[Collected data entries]
● ● ● ● ● ● ●

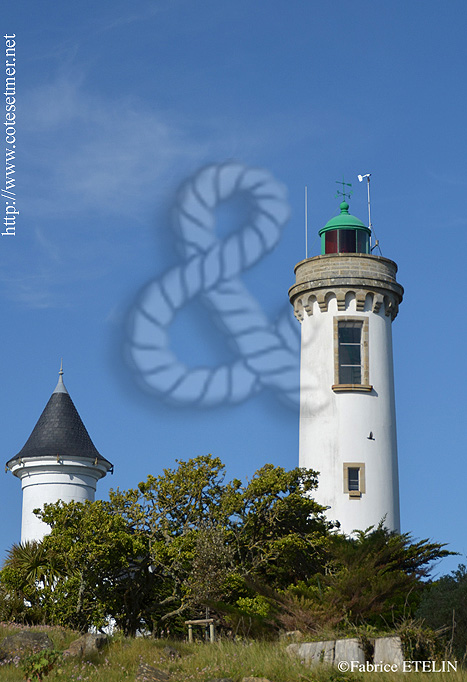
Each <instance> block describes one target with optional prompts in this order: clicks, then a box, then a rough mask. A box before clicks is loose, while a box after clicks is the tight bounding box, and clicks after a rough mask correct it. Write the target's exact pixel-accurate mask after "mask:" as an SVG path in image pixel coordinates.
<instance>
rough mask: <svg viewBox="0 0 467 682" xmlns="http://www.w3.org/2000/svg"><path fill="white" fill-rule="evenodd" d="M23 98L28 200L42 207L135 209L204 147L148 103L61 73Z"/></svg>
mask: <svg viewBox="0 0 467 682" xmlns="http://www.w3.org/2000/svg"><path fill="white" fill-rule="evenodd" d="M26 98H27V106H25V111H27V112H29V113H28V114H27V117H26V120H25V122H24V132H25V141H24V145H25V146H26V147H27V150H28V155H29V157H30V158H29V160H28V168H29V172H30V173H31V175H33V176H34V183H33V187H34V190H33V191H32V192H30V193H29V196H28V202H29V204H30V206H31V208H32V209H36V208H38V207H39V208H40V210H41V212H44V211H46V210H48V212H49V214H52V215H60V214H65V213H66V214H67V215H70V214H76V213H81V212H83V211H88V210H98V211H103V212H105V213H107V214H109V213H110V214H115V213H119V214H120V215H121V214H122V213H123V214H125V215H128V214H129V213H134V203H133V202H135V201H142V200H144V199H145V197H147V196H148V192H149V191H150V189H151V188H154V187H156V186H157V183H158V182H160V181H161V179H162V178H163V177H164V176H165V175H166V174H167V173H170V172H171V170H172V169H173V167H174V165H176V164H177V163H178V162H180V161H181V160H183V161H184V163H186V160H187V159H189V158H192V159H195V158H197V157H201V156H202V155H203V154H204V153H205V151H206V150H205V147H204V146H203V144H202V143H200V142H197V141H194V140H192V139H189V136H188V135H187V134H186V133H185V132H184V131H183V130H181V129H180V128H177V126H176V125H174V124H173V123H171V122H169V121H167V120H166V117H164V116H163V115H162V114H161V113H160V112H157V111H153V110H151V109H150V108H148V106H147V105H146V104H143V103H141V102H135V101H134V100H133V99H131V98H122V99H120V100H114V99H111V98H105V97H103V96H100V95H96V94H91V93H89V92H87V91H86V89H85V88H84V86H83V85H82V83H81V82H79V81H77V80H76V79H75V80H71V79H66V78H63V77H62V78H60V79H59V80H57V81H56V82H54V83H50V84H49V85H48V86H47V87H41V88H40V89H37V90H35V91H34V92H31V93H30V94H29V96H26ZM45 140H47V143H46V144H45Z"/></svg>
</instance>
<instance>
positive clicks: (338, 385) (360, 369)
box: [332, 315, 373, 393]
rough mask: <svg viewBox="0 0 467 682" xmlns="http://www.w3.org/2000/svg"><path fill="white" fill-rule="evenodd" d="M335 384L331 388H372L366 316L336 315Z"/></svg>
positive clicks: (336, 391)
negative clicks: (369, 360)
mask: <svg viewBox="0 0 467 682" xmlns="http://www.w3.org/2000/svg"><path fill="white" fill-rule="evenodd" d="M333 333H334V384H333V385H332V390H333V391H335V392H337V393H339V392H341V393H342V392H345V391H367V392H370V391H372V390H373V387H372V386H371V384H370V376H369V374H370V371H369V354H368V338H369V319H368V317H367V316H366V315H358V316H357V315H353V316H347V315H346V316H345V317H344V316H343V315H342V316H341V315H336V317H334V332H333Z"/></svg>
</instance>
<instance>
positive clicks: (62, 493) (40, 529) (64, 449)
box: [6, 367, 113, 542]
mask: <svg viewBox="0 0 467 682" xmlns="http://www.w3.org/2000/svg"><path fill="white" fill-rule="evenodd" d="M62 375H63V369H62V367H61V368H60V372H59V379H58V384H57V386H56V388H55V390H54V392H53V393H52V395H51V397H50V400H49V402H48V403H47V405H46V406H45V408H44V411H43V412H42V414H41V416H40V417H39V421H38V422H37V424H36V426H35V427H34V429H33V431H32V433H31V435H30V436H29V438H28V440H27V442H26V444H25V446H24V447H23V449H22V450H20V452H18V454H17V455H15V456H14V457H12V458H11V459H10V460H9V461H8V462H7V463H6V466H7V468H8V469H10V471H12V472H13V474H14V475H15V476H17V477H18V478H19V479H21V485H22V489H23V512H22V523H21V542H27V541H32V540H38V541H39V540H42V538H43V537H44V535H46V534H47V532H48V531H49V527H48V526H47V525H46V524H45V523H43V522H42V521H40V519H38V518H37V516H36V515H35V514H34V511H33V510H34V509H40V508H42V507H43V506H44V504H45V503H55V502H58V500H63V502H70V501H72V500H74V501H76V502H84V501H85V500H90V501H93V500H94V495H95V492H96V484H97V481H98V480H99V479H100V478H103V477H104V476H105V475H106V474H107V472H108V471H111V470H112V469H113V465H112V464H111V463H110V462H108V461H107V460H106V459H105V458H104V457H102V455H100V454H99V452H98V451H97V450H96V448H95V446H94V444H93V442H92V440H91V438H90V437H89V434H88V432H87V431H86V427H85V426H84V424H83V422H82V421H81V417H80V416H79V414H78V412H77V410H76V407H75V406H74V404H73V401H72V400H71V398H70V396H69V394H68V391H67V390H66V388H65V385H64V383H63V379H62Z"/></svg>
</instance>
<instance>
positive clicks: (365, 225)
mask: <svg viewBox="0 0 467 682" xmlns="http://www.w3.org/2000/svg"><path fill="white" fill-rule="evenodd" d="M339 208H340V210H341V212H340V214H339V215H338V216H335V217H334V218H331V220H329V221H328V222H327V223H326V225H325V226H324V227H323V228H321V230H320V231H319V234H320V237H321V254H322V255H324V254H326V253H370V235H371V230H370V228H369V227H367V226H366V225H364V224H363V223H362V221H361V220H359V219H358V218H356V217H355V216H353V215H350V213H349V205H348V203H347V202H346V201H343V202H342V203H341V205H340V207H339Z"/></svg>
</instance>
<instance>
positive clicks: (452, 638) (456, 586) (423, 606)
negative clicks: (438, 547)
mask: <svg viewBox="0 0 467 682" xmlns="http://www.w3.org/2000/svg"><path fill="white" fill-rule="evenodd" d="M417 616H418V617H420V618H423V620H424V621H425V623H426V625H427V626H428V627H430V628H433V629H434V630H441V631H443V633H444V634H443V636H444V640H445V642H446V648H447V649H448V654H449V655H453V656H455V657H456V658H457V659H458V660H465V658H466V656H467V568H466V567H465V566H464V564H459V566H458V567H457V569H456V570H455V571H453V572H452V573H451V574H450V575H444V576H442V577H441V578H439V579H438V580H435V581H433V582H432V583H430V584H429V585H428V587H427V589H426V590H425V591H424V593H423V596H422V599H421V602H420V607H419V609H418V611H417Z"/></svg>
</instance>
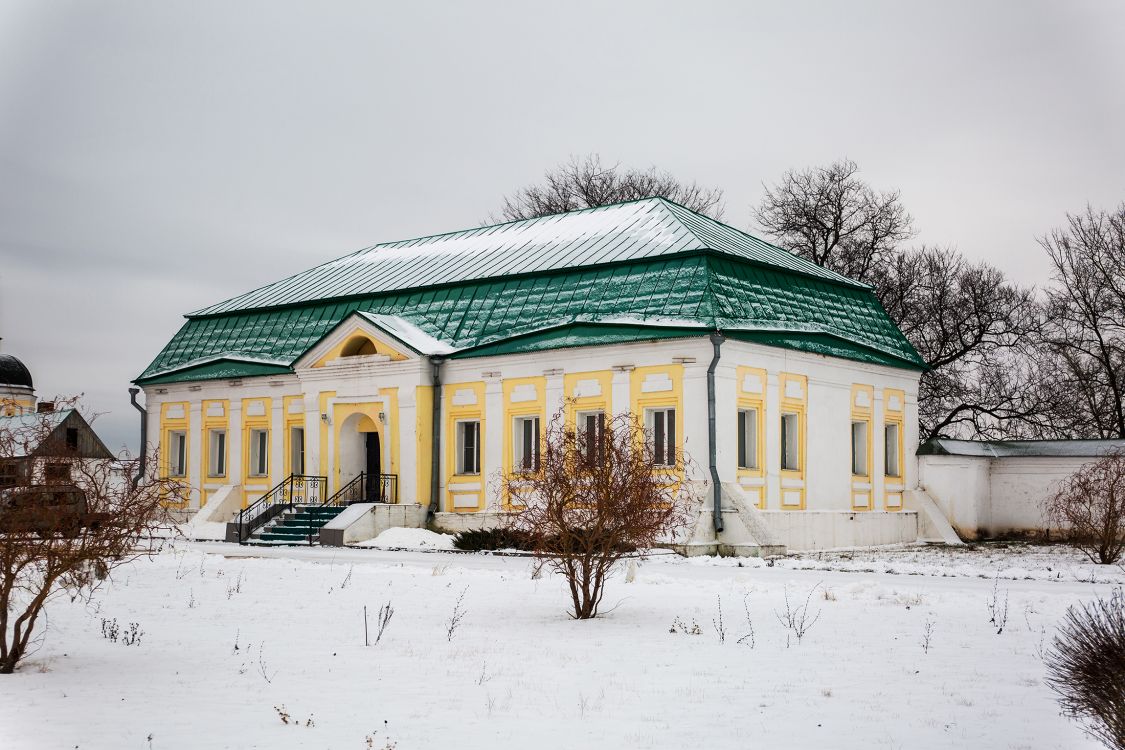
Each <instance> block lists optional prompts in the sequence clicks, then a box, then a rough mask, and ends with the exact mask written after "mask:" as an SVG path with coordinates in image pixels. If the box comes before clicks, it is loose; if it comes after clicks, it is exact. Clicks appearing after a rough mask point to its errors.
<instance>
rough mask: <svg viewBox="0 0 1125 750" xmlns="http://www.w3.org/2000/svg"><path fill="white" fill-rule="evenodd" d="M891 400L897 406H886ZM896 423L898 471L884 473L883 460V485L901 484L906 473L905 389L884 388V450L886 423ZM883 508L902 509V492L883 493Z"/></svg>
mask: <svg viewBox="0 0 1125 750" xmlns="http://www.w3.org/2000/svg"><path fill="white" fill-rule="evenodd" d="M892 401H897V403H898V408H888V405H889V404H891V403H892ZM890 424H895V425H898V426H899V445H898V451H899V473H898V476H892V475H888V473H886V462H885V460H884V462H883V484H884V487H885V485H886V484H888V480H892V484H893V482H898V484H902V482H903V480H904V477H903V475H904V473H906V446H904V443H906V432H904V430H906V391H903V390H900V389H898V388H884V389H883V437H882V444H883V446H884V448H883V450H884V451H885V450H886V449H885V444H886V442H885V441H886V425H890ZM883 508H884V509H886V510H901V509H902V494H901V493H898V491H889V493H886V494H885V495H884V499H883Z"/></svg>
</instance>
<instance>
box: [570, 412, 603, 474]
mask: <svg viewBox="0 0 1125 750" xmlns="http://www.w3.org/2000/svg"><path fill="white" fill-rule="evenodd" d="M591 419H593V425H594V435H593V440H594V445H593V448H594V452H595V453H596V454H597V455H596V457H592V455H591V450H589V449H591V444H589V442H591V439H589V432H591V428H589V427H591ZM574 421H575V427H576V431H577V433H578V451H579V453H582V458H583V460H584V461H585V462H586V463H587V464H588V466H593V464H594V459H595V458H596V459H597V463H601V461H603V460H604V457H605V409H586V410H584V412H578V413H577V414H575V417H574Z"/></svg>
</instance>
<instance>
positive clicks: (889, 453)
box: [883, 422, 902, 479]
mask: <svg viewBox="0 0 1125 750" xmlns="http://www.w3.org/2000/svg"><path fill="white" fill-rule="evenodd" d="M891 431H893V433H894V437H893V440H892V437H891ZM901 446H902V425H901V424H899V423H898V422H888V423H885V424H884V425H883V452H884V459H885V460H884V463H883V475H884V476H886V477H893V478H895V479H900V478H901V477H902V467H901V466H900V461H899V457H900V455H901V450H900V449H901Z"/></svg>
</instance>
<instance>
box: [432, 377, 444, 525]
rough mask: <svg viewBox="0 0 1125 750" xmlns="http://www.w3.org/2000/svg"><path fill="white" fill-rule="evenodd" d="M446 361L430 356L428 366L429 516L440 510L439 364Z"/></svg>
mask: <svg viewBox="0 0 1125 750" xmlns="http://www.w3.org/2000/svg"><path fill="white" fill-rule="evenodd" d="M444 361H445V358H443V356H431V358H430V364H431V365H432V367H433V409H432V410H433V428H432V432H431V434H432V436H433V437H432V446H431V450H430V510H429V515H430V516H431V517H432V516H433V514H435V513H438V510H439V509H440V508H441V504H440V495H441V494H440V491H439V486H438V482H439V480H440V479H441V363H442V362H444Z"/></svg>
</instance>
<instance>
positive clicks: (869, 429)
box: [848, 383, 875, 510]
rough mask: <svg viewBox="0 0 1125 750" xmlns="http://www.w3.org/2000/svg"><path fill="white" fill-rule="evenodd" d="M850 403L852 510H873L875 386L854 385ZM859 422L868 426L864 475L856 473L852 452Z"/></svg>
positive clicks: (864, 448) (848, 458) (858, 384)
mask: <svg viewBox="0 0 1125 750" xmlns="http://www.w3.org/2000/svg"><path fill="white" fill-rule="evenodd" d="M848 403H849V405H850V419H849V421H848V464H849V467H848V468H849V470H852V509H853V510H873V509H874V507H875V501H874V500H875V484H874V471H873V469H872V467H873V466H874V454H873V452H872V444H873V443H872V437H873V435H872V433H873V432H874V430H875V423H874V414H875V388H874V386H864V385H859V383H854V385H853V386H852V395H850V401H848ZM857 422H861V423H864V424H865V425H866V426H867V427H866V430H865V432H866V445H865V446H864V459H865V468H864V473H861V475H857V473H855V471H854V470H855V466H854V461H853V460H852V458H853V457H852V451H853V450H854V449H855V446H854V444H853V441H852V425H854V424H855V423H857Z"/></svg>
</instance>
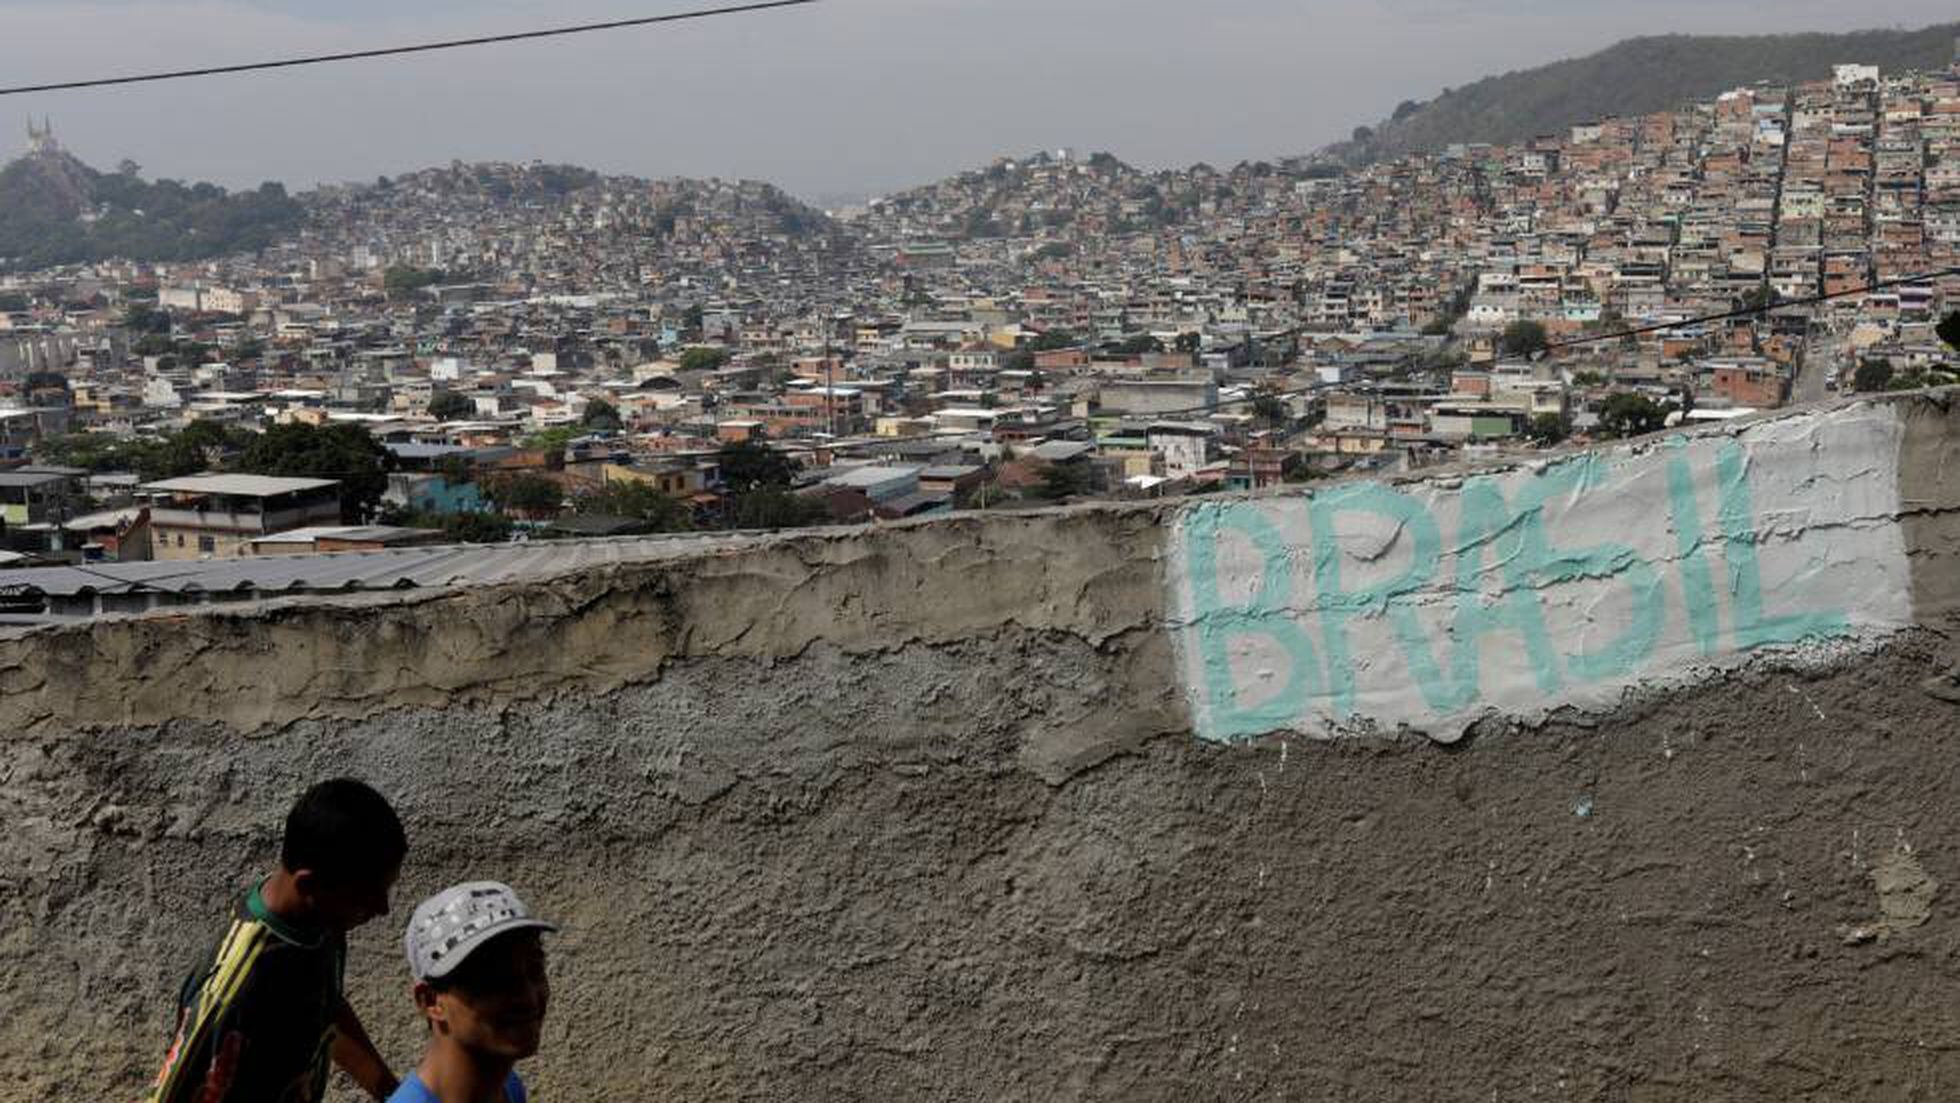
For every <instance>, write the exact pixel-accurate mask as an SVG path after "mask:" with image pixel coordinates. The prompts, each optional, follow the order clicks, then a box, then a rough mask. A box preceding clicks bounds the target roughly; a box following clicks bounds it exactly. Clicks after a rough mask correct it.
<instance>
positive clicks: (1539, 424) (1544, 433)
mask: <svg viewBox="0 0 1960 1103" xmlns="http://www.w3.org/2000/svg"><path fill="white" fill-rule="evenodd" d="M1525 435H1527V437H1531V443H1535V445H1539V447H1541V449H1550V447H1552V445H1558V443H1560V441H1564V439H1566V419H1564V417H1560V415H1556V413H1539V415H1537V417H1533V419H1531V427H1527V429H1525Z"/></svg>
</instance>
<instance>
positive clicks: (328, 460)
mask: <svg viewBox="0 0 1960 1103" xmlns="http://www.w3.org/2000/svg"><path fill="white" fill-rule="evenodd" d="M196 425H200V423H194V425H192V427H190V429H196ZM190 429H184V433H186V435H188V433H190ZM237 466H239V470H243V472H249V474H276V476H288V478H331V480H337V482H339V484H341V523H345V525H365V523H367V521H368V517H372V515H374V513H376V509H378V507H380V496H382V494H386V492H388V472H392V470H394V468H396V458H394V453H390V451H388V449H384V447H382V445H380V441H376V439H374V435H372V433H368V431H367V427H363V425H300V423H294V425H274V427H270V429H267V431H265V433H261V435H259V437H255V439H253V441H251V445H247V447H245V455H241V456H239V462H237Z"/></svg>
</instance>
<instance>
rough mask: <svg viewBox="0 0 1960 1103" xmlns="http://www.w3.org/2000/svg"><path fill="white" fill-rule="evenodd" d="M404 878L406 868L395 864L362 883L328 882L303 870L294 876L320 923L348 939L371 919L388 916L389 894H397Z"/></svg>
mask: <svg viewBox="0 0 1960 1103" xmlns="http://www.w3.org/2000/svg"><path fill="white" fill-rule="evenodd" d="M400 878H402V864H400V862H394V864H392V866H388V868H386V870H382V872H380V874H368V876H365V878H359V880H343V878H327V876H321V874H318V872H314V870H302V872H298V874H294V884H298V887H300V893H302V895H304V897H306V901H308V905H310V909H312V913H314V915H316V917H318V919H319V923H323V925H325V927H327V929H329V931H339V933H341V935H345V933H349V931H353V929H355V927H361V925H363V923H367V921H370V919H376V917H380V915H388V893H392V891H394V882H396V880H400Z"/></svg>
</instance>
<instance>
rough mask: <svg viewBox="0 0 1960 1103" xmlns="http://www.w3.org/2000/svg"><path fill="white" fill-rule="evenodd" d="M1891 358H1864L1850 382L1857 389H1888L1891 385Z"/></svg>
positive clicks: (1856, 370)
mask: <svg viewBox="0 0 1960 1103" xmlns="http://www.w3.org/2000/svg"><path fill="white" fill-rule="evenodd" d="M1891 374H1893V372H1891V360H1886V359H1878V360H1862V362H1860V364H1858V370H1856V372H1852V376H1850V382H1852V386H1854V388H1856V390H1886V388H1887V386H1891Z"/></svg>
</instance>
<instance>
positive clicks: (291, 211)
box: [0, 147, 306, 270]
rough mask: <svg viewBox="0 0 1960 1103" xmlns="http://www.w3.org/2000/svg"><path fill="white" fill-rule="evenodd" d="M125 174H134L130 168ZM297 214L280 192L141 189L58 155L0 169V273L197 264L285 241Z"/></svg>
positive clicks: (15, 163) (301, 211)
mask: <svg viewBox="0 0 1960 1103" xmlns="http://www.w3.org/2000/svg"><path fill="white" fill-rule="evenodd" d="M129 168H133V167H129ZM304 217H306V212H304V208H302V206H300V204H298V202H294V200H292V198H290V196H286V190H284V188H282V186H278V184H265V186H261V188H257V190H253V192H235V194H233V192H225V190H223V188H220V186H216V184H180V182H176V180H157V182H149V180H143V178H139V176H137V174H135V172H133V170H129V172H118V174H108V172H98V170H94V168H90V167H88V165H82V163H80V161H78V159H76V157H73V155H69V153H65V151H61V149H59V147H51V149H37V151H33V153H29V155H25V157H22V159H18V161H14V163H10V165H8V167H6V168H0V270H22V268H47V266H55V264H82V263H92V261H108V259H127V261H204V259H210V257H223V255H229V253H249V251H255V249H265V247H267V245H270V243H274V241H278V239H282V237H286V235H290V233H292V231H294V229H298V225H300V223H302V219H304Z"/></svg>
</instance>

● ● ● ● ● ● ●

Can you give again the part that opens with the line containing "403L852 510H873L875 386L854" and closes with the line containing "positive clicks: (864, 448)", switching "positive clicks" to "foreground clicks" and leaving everything else unchanged?

> Exercise answer
rough mask: <svg viewBox="0 0 1125 750" xmlns="http://www.w3.org/2000/svg"><path fill="white" fill-rule="evenodd" d="M850 403L852 510H873L875 386L854 385ZM859 422L868 426L864 475L856 473L852 452Z"/></svg>
foreground clicks: (864, 448) (848, 458) (858, 384)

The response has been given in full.